## WHAT YOU WILL DO
Please explain, in one to three sentences, why life in the workhouse was made harsh according to the text on workhouses below.

## DOCUMENT SEGMENT
= = = = =
A hard life in the workhouse…

Words by:
Alan Middleton
Featured in:
September 2016

Various parliamentary acts were passed during the 16th century attempting to curb begging and also to place on local parishes responsibility for providing relief for the poor.
This was to be funded by a ‘poor rate’ from local property owners, a forerunner of the old domestic rates and the current council tax. Materials were to be provided – wool, hemp, flax or iron – to set the able-bodied poor to work under threat of the ‘House of Correction’ (prison) for anyone refusing. The work was carried out in premises we would now call workshops.

Houses were to be provided for the ‘impotent poor’; that is, those unable to work through old age or ill health. Most parish poor relief was distributed as ‘out relief’ – handouts in the form of money, food, fuel or clothing to people living in their own homes. However, gradually the idea evolved of providing the poor with both work and lodging in a single establishment, often the former being required in return for the latter; the workhouse was born.

Life in the workhouse was harsh, to ensure that only the truly destitute would apply. Men, women and children were segregated, rarely, if ever, to meet. But in areas such as free medical care and education for children, neither of which was available to the poor outside the workhouse until the mid-twentieth century, workhouse inmates had a clear advantage, which caused much resentment.

On arrival at the workhouse, new inmates were given a bath and a medical, their clothes were confiscated and they were issued with a heavy workhouse uniform. Daily life was conducted according to a strict timetable, typically along these lines: up at 6am, breakfast 6.30am, work 7am–6pm with a one hour break for dinner, supper 6pm and bed at 8pm. Women’s work was generally confined to cooking, cleaning and laundry, while the men were put to work stone breaking, corn grinding, gypsum crushing, oakum picking and bone crushing.

The diet in a workhouse varied from one place to another but this is the No 3 diet recommended by the Poor Law Commission in 1836: breakfast, bread and gruel every day; dinner, meat and vegetables two days a week – soup, bread and cheese on the other days; supper was always bread and cheese. Beer was often given as a drink because the quality of the water was so poor.
= = = = =
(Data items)
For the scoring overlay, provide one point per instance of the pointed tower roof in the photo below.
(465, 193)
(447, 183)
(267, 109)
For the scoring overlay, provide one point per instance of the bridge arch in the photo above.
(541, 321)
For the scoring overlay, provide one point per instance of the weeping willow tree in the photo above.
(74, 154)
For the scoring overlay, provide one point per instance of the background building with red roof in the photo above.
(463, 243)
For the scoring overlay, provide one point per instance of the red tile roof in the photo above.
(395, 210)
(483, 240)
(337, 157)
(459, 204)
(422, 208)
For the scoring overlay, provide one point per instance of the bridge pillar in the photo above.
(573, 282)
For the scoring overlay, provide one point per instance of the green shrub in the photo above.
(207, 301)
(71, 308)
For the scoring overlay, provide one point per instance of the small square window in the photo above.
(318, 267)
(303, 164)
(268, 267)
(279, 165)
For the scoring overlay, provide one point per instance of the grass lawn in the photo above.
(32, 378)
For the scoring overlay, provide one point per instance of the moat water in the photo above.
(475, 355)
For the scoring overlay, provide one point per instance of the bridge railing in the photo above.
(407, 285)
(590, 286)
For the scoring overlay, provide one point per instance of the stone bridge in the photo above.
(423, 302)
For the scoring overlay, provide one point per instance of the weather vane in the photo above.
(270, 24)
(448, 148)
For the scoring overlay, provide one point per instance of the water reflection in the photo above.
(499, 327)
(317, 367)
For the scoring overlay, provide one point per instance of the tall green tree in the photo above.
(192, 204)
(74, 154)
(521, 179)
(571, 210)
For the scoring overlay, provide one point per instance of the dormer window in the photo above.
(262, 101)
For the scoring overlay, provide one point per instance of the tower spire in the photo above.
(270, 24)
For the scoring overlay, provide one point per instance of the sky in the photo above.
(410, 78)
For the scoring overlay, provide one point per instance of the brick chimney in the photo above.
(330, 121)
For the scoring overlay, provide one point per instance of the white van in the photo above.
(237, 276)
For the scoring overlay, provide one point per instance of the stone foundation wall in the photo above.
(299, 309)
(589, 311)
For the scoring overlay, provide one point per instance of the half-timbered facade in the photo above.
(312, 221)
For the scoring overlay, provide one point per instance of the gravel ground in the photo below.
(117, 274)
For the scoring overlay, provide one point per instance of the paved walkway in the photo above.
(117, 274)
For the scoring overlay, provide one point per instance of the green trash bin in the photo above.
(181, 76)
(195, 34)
= = = = =
## OUTPUT FOR THIS TASK
Life in the workhouse was made harsh so that only the truly destitute would apply.